◆ TASKS AND EXERCISES ◆
1) Please translate this sentence from the patch reply into Spanish: "Note that no other governor uses resolve_freq()."
2) In the patch reply, which governors does the writer say were tested?

◆ READING TEXT ◆
RE: [PATCH V3 2/2] cpufreq: intel_pstate: Implement ->resolve_freq()

From: Doug Smythies
Date: Sat Aug 03 2019 - 11:00:39 EST


On 2019.08.02 02:28 Rafael J. Wysocki wrote:
> On Friday, August 2, 2019 11:17:55 AM CEST Rafael J. Wysocki wrote:
>> On Fri, Aug 2, 2019 at 7:44 AM Viresh Kumar <viresh.kumar@xxxxxxxxxx> wrote:
>>>
>>> Intel pstate driver exposes min_perf_pct and max_perf_pct sysfs files,
>>> which can be used to force a limit on the min/max P state of the driver.
>>> Though these files eventually control the min/max frequencies that the
>>> CPUs will run at, they don't make a change to policy->min/max values.
>>
>> That's correct.
>>
>>> When the values of these files are changed (in passive mode of the
>>> driver), it leads to calling ->limits() callback of the cpufreq
>>> governors, like schedutil. On a call to it the governors shall
>>> forcefully update the frequency to come within the limits.
>>
>> OK, so the problem is that it is a bug to invoke the governor's ->limits()
>> callback without updating policy->min/max, because that's what
>> "limits" mean to the governors.
>>
>> Fair enough.
>
> AFAICS this can be addressed by adding PM QoS freq limits requests of each CPU to
> intel_pstate in the passive mode such that changing min_perf_pct or max_perf_pct
> will cause these requests to be updated.

All governors for the intel_cpufreq (intel_pstate in passive mode) CPU frequency
scaling driver are broken with respect to this issue, not just the schedutil
governor. My initial escalation had been focused on acpi-cpufreq/schedutil
and intel_cpufreq/schedutil, as they were both broken, and both fixed by my initially
submitted reversion. What can I say, I missed that other intel_cpufreq governors
were also involved.

I tested all of them: conservative ondemand userspace powersave performance schedutil
Note that no other governor uses resolve_freq().

... Doug

◆ RECORDED DATA ◆

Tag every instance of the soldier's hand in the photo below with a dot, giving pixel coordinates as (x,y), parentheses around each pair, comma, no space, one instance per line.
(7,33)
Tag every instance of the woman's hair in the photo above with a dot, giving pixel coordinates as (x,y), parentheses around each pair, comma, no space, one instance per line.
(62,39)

◆ FINAL ANSWERS ◆
1) Tenga en cuenta que ningún otro gobernador usa resolve_freq().

2) Conservative, ondemand, userspace, powersave, performance and schedutil.